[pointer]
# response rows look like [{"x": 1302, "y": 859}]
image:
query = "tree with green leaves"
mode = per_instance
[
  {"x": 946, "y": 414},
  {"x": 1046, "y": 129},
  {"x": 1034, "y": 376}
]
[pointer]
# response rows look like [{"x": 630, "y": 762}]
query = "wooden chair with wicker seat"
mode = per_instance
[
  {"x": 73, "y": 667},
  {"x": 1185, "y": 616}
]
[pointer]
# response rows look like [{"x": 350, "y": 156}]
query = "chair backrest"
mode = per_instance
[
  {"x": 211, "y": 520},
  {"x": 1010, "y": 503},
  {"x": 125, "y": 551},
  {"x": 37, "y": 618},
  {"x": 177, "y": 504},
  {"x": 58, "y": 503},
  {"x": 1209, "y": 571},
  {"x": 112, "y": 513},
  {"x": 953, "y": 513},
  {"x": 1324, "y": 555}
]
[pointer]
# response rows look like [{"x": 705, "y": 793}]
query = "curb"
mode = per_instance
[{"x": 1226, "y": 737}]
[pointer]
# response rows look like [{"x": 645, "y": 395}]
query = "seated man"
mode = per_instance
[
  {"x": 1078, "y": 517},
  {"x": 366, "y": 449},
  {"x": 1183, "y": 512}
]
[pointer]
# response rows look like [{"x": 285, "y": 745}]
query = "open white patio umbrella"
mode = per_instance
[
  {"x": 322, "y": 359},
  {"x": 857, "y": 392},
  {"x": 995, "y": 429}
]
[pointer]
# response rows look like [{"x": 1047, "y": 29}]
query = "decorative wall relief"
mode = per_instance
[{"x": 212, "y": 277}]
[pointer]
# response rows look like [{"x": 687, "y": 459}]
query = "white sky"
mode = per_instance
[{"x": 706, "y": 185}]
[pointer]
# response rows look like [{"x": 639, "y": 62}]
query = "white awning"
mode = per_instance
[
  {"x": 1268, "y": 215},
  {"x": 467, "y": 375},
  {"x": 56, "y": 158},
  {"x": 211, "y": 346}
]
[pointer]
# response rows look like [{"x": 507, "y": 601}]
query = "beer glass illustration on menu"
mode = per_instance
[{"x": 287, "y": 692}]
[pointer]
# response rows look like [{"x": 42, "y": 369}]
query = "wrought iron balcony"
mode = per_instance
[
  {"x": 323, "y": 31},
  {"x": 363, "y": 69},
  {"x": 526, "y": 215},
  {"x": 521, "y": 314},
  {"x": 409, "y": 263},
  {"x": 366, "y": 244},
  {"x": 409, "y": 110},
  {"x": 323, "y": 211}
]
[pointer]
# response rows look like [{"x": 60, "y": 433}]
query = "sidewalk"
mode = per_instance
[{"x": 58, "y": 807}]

WHAT THE TASK REQUIRES: Extract each line of the listing above that contains the string "rows", treating uppercase and lowercase letters as distinct.

RESPONSE TO THE TASK:
# response rows look like [{"x": 1302, "y": 859}]
# response rows look like [{"x": 630, "y": 762}]
# response rows look like [{"x": 350, "y": 156}]
# response rows look like [{"x": 705, "y": 793}]
# response rows look like [{"x": 645, "y": 395}]
# response rows look like [{"x": 285, "y": 745}]
# response rows look like [{"x": 1047, "y": 29}]
# response rows look like [{"x": 687, "y": 459}]
# response rows look like [{"x": 639, "y": 62}]
# response rows look like [{"x": 507, "y": 601}]
# response rows look like [{"x": 42, "y": 369}]
# response rows look like [{"x": 60, "y": 433}]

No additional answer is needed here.